* _Records for processing_:
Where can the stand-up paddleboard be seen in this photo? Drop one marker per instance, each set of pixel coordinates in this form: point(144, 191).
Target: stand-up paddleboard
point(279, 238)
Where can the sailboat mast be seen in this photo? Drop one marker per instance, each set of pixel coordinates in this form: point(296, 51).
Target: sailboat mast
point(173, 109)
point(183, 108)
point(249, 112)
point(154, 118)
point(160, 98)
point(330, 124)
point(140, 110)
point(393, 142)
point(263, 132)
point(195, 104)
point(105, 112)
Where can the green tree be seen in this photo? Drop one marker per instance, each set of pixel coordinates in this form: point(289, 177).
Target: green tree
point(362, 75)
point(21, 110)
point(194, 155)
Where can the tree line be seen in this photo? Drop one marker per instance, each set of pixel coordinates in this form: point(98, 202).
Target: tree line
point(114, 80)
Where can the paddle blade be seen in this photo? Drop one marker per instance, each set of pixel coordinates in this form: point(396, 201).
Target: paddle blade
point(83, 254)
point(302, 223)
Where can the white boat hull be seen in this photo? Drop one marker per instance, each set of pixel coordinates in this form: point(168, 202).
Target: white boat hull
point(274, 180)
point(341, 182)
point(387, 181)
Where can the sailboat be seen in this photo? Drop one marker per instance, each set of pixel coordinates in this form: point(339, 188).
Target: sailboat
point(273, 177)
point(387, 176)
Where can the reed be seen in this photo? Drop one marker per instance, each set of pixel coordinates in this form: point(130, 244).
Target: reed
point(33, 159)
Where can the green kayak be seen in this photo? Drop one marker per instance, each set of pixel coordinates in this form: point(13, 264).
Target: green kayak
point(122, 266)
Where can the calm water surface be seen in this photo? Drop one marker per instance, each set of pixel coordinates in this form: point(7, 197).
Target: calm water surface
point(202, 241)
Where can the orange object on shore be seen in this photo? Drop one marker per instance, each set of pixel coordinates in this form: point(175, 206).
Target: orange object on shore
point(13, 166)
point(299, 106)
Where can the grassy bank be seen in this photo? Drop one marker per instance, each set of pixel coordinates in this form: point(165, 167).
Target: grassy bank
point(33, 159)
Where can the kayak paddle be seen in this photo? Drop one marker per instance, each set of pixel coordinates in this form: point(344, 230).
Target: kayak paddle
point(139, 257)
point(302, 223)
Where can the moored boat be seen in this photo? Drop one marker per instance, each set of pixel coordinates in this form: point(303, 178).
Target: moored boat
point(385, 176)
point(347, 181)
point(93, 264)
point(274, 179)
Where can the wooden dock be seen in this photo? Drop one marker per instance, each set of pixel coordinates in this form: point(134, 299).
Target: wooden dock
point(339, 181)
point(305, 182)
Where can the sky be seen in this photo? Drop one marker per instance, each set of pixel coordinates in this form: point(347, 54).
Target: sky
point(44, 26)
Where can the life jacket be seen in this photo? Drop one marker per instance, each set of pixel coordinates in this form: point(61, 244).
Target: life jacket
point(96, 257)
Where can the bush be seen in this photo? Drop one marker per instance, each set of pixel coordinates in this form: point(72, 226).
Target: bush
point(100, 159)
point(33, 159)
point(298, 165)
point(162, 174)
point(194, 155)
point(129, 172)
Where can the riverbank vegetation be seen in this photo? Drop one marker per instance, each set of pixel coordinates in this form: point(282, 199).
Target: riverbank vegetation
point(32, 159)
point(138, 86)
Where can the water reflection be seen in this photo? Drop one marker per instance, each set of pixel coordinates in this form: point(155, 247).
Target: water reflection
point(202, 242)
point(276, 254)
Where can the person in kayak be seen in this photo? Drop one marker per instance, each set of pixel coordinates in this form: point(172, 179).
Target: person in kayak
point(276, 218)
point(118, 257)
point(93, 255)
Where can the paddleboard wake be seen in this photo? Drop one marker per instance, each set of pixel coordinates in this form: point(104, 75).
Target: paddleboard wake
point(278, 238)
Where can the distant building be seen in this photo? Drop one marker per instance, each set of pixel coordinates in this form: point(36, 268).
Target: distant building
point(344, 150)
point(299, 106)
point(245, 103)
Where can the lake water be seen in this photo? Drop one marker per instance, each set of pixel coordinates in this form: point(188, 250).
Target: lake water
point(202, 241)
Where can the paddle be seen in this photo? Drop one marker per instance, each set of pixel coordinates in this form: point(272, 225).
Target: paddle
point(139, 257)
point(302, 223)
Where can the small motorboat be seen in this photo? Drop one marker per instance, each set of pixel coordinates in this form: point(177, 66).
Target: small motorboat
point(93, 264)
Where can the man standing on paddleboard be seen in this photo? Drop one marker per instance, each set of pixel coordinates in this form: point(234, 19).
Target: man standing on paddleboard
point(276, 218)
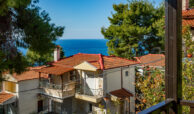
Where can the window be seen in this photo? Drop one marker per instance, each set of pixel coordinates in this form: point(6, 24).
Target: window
point(10, 86)
point(40, 105)
point(90, 107)
point(126, 73)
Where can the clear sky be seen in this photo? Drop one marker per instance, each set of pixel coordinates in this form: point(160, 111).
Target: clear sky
point(81, 18)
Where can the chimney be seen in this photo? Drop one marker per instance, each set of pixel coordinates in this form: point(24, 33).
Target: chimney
point(185, 4)
point(57, 53)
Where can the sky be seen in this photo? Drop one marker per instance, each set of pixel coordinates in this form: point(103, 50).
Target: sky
point(82, 19)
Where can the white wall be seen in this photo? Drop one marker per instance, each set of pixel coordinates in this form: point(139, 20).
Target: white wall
point(94, 83)
point(27, 96)
point(112, 82)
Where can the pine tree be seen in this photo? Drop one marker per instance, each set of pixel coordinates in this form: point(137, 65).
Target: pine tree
point(134, 28)
point(23, 25)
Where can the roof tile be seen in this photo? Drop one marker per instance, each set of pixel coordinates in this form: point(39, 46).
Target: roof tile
point(152, 60)
point(5, 96)
point(121, 93)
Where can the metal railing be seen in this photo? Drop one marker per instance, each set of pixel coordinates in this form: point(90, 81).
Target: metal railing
point(166, 105)
point(65, 87)
point(89, 91)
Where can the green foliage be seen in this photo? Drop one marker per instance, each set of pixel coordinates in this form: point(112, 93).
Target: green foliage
point(36, 59)
point(191, 3)
point(138, 21)
point(187, 38)
point(24, 25)
point(150, 88)
point(188, 83)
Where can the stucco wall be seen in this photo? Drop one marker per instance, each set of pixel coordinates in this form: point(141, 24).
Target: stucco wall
point(93, 84)
point(112, 82)
point(27, 96)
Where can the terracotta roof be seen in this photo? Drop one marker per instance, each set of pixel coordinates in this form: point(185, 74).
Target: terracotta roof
point(29, 75)
point(121, 93)
point(56, 70)
point(152, 60)
point(98, 60)
point(5, 96)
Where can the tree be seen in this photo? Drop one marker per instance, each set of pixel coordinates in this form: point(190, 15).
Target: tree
point(133, 27)
point(36, 59)
point(187, 39)
point(191, 3)
point(24, 25)
point(150, 88)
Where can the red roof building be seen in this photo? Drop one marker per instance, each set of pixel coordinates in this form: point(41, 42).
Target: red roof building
point(101, 62)
point(152, 60)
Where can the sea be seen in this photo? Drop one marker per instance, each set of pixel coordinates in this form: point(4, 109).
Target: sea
point(74, 46)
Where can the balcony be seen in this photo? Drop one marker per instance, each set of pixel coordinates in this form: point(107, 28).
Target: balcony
point(58, 91)
point(88, 94)
point(167, 105)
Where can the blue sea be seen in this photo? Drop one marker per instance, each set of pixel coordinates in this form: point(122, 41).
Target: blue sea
point(74, 46)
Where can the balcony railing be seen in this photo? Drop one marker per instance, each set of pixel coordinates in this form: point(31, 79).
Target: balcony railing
point(55, 90)
point(65, 87)
point(89, 91)
point(165, 106)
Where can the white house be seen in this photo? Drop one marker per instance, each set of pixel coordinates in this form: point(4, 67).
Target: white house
point(19, 93)
point(89, 83)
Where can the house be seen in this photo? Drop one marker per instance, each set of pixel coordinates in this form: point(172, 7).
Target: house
point(82, 83)
point(19, 92)
point(88, 83)
point(151, 61)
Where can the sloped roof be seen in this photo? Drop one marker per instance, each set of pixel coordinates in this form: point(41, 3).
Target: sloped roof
point(98, 60)
point(56, 70)
point(152, 60)
point(5, 96)
point(121, 93)
point(29, 75)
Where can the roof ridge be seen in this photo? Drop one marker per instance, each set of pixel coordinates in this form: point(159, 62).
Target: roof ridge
point(121, 58)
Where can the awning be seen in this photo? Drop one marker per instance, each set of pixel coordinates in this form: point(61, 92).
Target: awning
point(121, 93)
point(55, 70)
point(7, 98)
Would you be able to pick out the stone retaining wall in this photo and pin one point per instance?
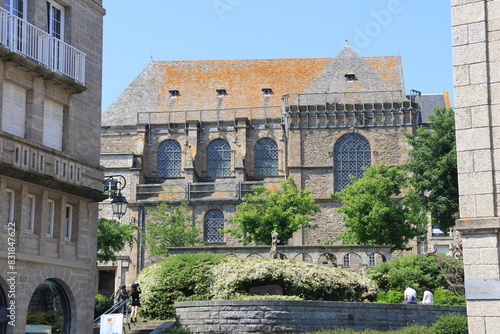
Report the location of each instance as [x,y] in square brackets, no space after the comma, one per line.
[274,316]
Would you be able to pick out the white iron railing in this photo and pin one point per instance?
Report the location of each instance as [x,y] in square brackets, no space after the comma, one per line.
[24,38]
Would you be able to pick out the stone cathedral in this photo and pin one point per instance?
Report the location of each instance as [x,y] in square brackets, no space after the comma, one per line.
[206,131]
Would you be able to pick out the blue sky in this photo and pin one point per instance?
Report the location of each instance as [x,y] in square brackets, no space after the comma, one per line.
[418,30]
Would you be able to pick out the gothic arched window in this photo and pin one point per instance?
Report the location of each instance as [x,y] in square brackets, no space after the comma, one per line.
[169,159]
[214,221]
[266,158]
[351,154]
[219,158]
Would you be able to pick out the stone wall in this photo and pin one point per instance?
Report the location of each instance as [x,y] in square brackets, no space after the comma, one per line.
[266,316]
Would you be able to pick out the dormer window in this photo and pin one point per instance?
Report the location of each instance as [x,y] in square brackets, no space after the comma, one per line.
[266,91]
[350,77]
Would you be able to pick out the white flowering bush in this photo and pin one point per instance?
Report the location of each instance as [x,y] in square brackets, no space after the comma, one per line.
[204,276]
[234,277]
[177,278]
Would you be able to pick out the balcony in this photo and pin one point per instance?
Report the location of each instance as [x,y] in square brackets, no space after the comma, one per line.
[31,42]
[36,163]
[201,191]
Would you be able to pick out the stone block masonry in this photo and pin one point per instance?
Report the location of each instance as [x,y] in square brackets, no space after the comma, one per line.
[278,316]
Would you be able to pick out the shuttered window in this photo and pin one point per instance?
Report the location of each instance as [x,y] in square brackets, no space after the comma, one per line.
[53,124]
[14,109]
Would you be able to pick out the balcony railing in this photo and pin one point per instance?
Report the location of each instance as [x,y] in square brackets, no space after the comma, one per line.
[24,38]
[195,191]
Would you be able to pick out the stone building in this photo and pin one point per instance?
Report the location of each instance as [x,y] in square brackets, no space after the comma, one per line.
[207,131]
[50,178]
[476,68]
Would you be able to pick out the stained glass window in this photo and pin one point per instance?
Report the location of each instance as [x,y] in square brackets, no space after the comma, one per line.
[351,154]
[169,159]
[214,221]
[266,158]
[346,260]
[219,158]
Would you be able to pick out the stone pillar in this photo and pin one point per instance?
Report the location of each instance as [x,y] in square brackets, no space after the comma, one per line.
[476,61]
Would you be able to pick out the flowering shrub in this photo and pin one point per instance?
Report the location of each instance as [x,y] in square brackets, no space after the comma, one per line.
[204,276]
[234,277]
[177,278]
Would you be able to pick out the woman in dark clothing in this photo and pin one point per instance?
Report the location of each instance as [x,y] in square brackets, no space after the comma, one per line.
[135,292]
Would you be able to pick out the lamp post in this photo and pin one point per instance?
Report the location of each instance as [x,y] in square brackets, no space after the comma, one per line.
[119,202]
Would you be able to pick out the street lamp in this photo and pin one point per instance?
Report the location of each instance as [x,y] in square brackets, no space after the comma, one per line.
[119,202]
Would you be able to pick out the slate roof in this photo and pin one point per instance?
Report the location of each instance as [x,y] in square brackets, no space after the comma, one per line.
[197,82]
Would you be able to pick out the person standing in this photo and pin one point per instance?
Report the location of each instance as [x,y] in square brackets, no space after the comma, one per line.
[121,296]
[428,298]
[410,295]
[135,293]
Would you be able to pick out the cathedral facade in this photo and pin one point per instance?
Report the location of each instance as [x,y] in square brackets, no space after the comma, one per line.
[206,131]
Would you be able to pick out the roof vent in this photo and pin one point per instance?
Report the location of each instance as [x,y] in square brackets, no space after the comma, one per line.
[221,92]
[350,77]
[267,91]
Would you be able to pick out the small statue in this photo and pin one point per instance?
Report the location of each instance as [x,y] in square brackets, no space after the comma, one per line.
[273,253]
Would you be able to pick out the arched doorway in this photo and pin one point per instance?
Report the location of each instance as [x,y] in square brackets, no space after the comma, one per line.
[49,309]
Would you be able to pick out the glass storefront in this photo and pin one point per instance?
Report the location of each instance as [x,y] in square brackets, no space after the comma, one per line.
[49,309]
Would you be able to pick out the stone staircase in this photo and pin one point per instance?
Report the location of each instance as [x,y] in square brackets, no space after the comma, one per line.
[144,327]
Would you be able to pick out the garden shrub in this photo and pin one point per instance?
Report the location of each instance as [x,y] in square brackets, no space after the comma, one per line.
[447,297]
[177,278]
[101,304]
[415,270]
[450,324]
[234,277]
[391,296]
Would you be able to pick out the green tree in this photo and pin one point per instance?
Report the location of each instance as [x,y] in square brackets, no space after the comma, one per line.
[433,165]
[170,225]
[374,211]
[265,211]
[112,237]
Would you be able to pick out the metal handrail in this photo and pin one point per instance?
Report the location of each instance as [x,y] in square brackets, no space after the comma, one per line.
[112,309]
[30,41]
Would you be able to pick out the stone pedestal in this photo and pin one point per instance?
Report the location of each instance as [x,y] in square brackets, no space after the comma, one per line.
[480,242]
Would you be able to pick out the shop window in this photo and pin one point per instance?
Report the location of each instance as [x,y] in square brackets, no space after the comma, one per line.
[49,307]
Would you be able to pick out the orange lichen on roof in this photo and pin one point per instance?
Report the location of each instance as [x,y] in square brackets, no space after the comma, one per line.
[388,67]
[243,80]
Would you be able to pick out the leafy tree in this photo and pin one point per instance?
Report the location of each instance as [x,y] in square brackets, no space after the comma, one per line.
[170,226]
[374,212]
[112,237]
[433,165]
[414,269]
[265,211]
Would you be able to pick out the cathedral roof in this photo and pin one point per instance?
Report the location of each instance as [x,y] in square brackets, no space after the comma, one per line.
[196,84]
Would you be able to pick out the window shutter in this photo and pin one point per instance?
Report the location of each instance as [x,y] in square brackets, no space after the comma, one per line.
[14,109]
[53,124]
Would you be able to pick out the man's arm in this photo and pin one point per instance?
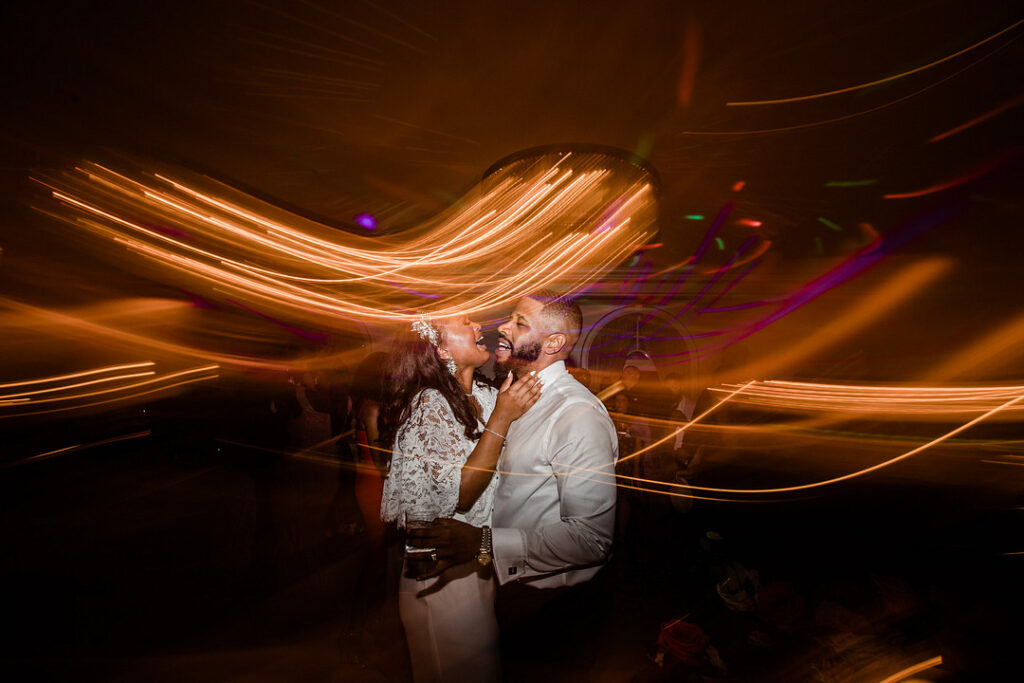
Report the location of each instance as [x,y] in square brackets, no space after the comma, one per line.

* _Task instructions_: Edit the items from the line containing "Would you be able to pick out the man's" through the end of the items, replacing "man's arm" with "man's hand" and leaving everything else unchanged. Return only those lines, and omit the pictures from your answer.

* _Full response_:
Would you be able to pick out the man's hand in this photo and pin one point per instance?
Report the location of each instance as [x,y] in square brackets, no space after the comma, one per line.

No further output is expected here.